Directive:
Extract every line in the entries below that contains the word "flower". Matching is case-sensitive.

** Start Provided records **

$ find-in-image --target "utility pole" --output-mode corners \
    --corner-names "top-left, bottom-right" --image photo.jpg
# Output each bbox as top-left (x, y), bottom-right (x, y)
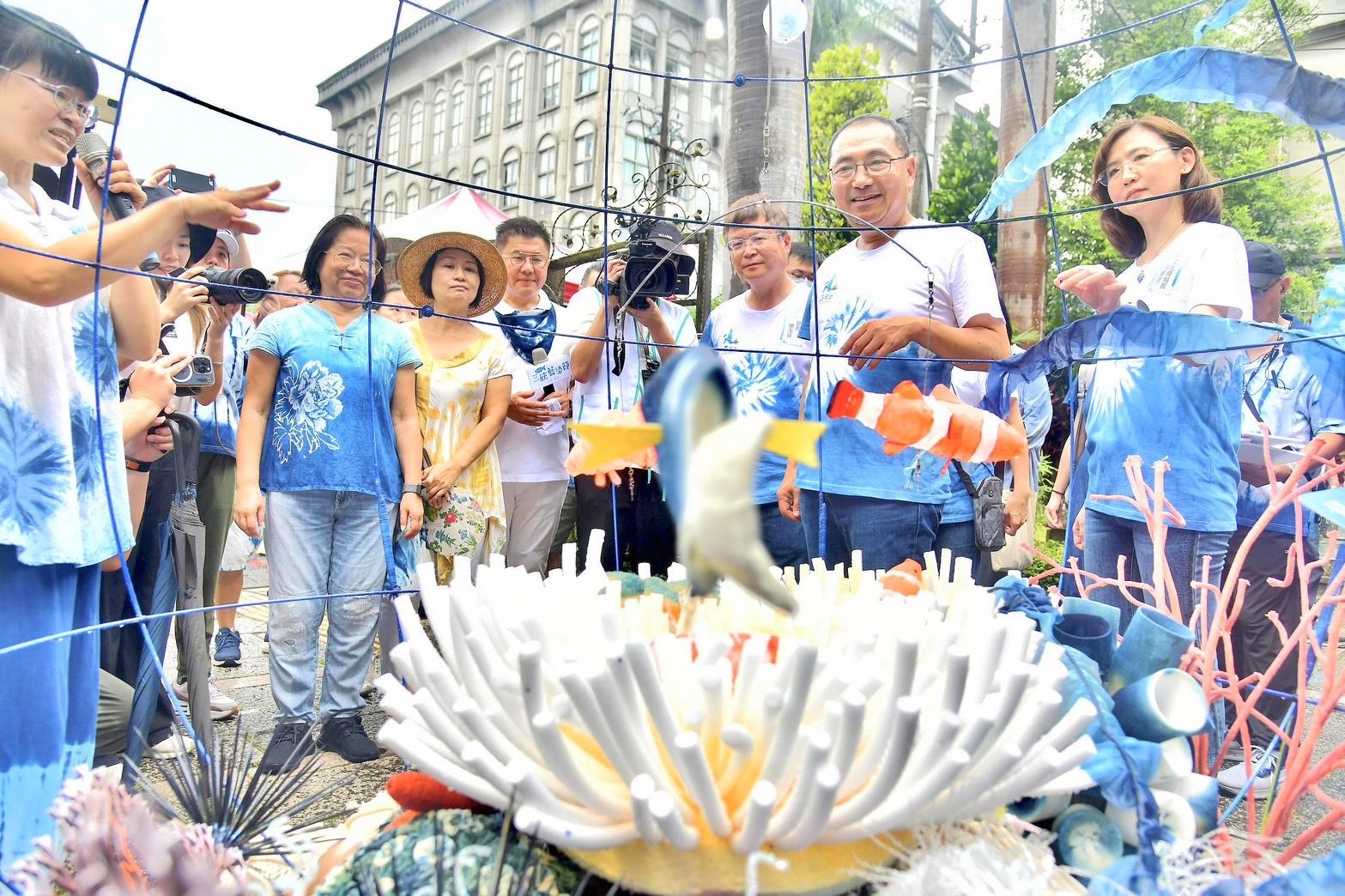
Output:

** End Provided records **
** Start Provided records **

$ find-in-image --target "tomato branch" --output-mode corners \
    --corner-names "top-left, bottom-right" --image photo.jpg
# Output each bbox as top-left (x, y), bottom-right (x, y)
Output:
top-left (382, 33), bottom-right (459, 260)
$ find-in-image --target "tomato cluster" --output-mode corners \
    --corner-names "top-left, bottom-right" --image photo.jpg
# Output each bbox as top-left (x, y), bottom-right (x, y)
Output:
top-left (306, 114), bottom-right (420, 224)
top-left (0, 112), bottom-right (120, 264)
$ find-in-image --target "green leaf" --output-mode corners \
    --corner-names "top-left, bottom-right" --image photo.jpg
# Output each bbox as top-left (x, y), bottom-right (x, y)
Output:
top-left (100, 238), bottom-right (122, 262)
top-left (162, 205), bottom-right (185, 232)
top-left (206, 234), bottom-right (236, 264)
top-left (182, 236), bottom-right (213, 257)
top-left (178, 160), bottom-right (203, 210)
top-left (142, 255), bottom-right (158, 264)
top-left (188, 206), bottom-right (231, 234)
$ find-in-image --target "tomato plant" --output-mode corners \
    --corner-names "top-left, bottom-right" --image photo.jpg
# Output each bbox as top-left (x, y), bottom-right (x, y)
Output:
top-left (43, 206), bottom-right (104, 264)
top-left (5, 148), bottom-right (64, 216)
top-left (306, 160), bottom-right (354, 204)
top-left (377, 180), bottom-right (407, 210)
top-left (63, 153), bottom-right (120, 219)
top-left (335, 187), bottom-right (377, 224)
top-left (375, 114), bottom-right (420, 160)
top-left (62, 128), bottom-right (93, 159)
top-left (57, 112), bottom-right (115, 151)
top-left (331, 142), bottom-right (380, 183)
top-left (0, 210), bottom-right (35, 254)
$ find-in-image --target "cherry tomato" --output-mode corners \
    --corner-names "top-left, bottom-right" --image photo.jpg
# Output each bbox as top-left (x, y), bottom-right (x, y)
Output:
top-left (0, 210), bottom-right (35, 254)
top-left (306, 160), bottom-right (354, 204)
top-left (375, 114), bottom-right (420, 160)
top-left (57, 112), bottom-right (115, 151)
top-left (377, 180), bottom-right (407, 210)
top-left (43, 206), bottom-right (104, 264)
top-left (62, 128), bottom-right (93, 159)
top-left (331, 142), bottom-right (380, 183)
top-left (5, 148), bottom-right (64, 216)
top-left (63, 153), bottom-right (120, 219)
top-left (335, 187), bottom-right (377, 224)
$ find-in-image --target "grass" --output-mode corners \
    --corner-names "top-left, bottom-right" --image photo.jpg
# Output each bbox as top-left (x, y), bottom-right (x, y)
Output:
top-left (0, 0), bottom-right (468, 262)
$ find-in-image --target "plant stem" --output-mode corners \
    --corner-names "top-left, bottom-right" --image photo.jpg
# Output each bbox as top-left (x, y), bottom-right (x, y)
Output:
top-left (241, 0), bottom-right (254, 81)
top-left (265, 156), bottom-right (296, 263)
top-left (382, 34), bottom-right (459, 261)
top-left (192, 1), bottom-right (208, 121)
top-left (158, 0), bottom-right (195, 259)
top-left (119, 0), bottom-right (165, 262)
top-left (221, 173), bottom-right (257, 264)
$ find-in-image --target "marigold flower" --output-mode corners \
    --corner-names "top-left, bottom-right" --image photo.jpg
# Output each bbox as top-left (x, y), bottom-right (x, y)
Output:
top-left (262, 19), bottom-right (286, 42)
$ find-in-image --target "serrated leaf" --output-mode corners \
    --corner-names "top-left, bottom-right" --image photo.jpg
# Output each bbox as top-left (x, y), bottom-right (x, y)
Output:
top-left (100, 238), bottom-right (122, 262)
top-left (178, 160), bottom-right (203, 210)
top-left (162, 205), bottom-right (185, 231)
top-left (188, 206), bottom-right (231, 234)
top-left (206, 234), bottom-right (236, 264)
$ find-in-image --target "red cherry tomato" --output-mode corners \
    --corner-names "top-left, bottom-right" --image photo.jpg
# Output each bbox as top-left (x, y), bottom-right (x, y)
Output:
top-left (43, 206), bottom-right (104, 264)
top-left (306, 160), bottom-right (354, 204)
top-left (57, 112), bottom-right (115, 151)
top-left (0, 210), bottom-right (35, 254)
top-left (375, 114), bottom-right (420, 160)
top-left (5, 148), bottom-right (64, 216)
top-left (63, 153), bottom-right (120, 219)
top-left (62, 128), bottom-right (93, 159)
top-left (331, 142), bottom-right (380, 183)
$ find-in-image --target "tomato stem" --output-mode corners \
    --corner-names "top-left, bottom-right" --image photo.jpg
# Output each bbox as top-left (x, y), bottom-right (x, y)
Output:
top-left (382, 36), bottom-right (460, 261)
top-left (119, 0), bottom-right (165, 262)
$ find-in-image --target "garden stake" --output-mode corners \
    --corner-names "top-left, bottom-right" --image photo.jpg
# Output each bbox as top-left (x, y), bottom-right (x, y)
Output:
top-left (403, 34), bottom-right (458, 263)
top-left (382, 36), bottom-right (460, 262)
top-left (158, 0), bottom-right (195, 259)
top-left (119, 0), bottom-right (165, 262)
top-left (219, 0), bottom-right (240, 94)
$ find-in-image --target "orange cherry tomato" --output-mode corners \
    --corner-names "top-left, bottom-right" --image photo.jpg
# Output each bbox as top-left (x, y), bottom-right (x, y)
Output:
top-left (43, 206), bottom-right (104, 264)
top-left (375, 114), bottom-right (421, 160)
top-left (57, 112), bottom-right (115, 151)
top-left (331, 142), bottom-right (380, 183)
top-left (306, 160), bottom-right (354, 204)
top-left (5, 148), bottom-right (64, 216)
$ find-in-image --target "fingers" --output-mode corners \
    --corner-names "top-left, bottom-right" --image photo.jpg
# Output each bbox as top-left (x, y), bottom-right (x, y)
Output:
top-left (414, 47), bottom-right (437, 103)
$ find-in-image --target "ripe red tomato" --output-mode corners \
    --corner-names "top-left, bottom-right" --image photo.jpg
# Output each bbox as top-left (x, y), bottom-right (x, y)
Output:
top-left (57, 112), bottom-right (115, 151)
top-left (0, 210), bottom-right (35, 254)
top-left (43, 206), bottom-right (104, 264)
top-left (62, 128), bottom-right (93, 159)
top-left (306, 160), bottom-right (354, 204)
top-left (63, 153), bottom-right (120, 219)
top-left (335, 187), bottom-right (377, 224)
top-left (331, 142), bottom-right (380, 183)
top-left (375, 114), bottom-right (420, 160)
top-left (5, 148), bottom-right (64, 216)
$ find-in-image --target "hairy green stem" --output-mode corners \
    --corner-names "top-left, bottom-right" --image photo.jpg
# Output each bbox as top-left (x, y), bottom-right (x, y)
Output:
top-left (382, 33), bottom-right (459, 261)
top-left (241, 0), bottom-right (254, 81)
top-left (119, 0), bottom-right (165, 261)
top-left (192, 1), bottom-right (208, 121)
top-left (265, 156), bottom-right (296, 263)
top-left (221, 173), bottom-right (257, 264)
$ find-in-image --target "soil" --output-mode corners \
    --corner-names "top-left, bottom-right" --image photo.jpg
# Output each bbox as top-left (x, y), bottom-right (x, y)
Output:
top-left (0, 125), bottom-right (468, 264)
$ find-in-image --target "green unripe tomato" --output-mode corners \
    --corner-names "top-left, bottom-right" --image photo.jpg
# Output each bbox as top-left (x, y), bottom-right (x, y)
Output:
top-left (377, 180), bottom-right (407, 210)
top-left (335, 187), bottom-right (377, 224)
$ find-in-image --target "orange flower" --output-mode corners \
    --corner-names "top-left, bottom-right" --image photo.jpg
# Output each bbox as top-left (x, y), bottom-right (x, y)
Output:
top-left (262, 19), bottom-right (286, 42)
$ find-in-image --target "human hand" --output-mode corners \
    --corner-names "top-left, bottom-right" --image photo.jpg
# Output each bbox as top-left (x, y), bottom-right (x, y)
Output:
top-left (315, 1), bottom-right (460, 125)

** End Provided records **

Written solution:
$ find-in-image --target "marigold flower" --output-mode corners \
$ find-in-image --target "orange flower" --output-mode corners \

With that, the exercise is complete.